* Tasks to complete *
1. Translate this sentence from the dexmedetomidine study into Spanish: "The present study was designed to observe the effect of intraoperative use of dexmedetomidine on postoperative sleep, fatigue and recovery following radical mastectomy under general anesthesia."
2. Name every keyword listed in the dexmedetomidine study.
3. Extend the dexmedetomidine study, picking up after its final sentence.

* Supplied passage *
Cunxian Shi1,*, Jin Jin1,*, Qiang Pan2, Shan Song1, Kezhong Li1, Jiahai Ma1, Tao Li1 and Zhi Li1

1 Department of Anesthesiology, The Affiliated Yantai Yuhuangding Hospital of Qingdao University, Yantai, Shandong, P.R. China

2 Department of General Surgeon, Rushan People’s Hospital, Rushan, Yantai, Shandong, P.R. China

* These authors have contributed equally to this study

Correspondence to:

Jin Jin, email:

Jiahai Ma, email:

Keywords: dexmedetomidine, radical mastectomy, sleep disturbance, recovery, fatigue

Received: January 17, 2017 Accepted: April 28, 2017 Published: May 24, 2017

Abstract

Postoperative sleep disturbance and fatigue following radical mastectomy were high risks for prolonged convalescence in patients with breast cancer. The present study was designed to observe the effect of intraoperative use of dexmedetomidine on postoperative sleep, fatigue and recovery following radical mastectomy under general anesthesia. Forty-seven patients were randomized into two groups that were maintained with propofol/remifentanil/Ringer’s solution (Control group), or propofol/remifentanil/Dexmedetomidine (DEX group) for surgery under general anesthesia. During the first night following surgery, patients receiving dexmedetomine spent more time sleeping when compared with those form the Control group. During the first week following operation, when compared with the Control group, patients from the DEX group had a higher score of global 40-item recovery questionnaire on day 3 following operation, and lower 9-question fatigue severity scores on day 3 and day 7 following operation. In conclusion, intraoperative use of dexmedetomidine is sufficient to improve postoperative sleep disorder, promote postoperative recovery. The adverse effect of dexmedetomidine on sleep disturbance might be contributed to its recovery-promoting effect.

* Material provided *

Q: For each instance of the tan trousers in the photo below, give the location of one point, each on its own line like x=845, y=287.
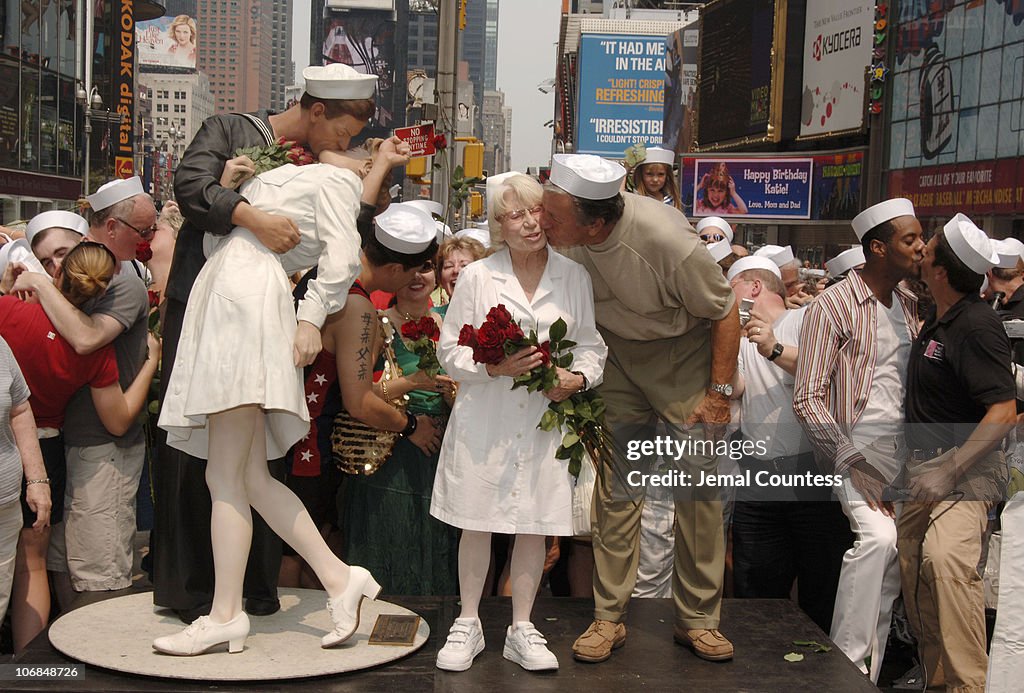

* Responses by item number *
1. El presente estudio fue diseñado para observar el efecto del uso intraoperatorio de dexmedetomidina sobre el sueño, la fatiga y la recuperación postoperatorios tras la mastectomía radical bajo anestesia general.

2. dexmedetomidine, radical mastectomy, sleep disturbance, recovery, fatigue

3.
Introduction

Postoperative sleep disturbance and fatigue are high risk factors to prolonged convalescence and additional hospital costs. Recent studies reported that aesthesia management may affect postoperative outcomes to promote recovery. For example, clinical trials have found that intraoperative use of dexmedetomidine for general anesthesia, a highly selective alpha-2 adrenergic agonist, was able to attenuate postoperative fatigue, promote recovery, facilitate the analgesic property of PCA morphine, reduce morphine consumption as well as its related adverse effects [1-11]. A more recent study indicated that low-dose infusion of dexmedetomidine are able to promote sleep quality in nonmechanically ventilated elderly patients in the ICU following operations [12]. Dexmedetomidine was also reported to improve postoperative outcomes in breast cancer patients following operations, such as displaying analgesia-promoting effect on acute and chronic pain [4, 10, 11].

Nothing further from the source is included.